### [Task objective]
Quote the lines below exactly, from the one that holds "Where can you spot the shield" through the final line of the records, and only those.

### [Material provided]
-*-

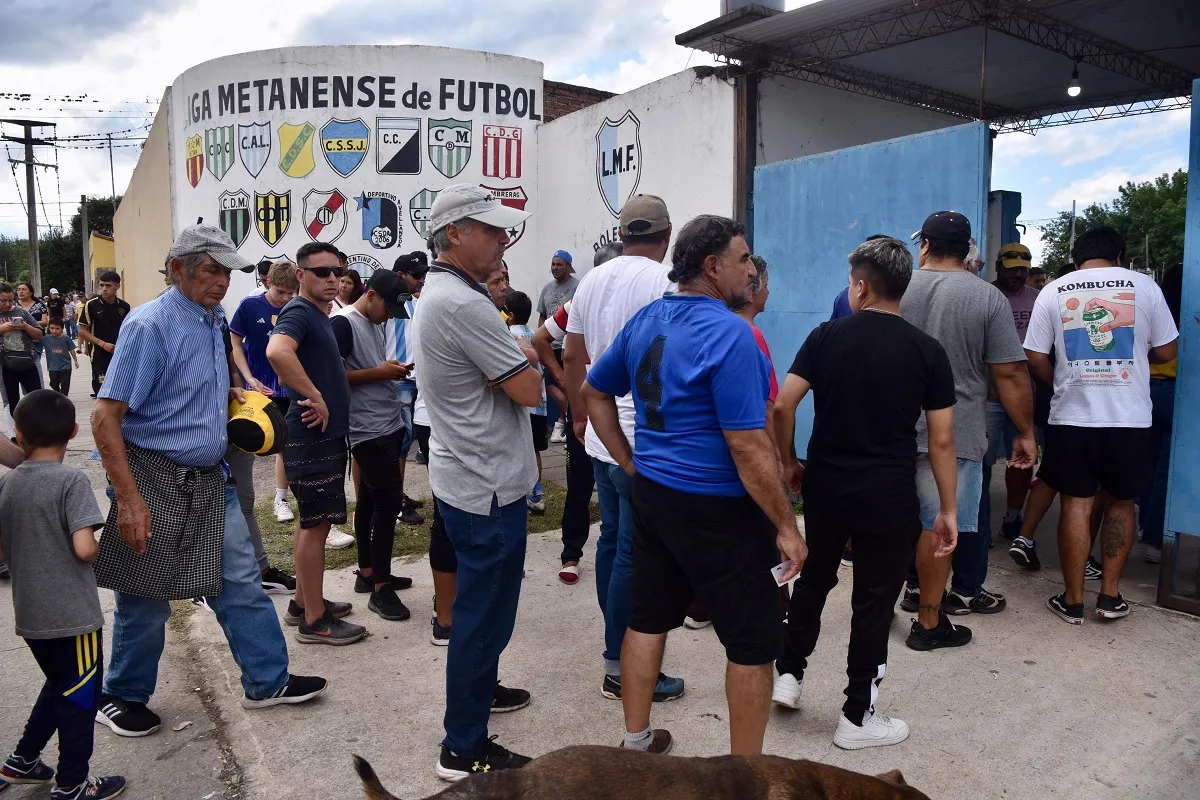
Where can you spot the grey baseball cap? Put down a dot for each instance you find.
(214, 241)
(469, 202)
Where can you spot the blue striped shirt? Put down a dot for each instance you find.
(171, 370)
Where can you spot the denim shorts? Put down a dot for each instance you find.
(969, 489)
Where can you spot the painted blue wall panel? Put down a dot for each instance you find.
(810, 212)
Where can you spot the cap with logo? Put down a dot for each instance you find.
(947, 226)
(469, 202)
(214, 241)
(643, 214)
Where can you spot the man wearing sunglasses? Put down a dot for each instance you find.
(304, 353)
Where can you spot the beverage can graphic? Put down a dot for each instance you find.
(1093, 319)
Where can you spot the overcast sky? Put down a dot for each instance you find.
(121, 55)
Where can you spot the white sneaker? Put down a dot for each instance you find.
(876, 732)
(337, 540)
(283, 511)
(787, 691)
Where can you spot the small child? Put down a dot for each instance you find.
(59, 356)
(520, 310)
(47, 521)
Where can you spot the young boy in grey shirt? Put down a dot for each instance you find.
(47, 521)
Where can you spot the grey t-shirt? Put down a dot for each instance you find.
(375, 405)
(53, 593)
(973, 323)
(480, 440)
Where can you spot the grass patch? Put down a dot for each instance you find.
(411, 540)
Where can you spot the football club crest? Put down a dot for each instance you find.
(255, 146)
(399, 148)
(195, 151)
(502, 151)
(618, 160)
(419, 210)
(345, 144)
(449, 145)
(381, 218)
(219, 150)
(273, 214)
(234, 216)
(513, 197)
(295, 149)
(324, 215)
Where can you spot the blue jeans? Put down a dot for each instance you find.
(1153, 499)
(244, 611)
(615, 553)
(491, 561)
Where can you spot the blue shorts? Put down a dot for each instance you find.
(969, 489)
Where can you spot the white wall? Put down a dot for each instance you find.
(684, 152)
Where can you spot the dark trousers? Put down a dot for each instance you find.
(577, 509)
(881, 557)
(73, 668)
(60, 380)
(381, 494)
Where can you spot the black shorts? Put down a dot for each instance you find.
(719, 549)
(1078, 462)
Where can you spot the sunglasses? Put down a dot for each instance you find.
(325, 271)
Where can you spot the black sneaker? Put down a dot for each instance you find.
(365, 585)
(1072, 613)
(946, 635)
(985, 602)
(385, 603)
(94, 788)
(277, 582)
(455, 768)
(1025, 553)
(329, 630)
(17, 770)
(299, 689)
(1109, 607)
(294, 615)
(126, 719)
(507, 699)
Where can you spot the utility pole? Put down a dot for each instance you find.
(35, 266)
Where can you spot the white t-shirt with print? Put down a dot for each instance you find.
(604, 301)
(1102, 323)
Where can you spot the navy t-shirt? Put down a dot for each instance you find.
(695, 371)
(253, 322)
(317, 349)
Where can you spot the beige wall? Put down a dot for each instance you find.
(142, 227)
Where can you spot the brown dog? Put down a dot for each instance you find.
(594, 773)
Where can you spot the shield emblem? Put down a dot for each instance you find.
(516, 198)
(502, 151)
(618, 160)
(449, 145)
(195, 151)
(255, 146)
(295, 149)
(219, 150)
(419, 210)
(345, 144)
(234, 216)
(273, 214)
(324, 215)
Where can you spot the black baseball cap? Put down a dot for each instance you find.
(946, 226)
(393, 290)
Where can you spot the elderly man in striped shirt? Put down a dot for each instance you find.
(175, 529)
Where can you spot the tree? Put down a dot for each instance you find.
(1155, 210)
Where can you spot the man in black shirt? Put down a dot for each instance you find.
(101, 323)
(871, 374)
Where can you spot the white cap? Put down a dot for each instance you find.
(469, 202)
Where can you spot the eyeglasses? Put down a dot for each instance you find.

-*-

### [Written answer]
Where can you spot the shield emblem? Put down a dot for each instance you find.
(516, 198)
(502, 151)
(618, 160)
(449, 145)
(195, 151)
(255, 146)
(295, 149)
(219, 150)
(419, 210)
(345, 144)
(234, 216)
(273, 214)
(324, 215)
Where can you spot the black baseball cap? Put down a dot for each instance you find.
(946, 226)
(393, 290)
Where can you spot the elderly man in striped shirt? Put down a dot for each instance you find.
(175, 529)
Where can you spot the tree? Put down a dot for each instance you find.
(1155, 210)
Where can you spot the man in black shirt? Put down a dot for each instance you find.
(101, 323)
(871, 374)
Where can you spot the white cap? Put down a dot for each instance you find.
(469, 202)
Where can you spot the eyeglasses? Put down a dot for each instance you find.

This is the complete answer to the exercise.